> Supplied records:
########

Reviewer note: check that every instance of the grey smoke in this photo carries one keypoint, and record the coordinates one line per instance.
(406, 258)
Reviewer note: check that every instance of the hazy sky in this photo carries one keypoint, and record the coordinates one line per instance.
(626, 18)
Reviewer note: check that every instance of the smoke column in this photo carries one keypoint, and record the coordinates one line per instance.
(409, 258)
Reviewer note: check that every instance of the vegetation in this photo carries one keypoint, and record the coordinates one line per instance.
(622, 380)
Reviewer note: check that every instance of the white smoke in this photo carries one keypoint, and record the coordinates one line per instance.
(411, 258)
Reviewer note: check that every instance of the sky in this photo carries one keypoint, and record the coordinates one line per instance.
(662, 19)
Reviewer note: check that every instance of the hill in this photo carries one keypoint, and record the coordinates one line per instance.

########

> Exercise task: Rewrite the items from the line containing "Reviewer note: check that every instance of the sky" through the last item, putting "marker" in place of "keypoint" and leaving everything else unchanged.

> The result:
Reviewer note: check that every instance of the sky in this photo carries one marker, and record the coordinates one line per instance.
(662, 19)
Reviewer note: check that every instance of the hill in this photo carries one marker, and record the coordinates one line per instance.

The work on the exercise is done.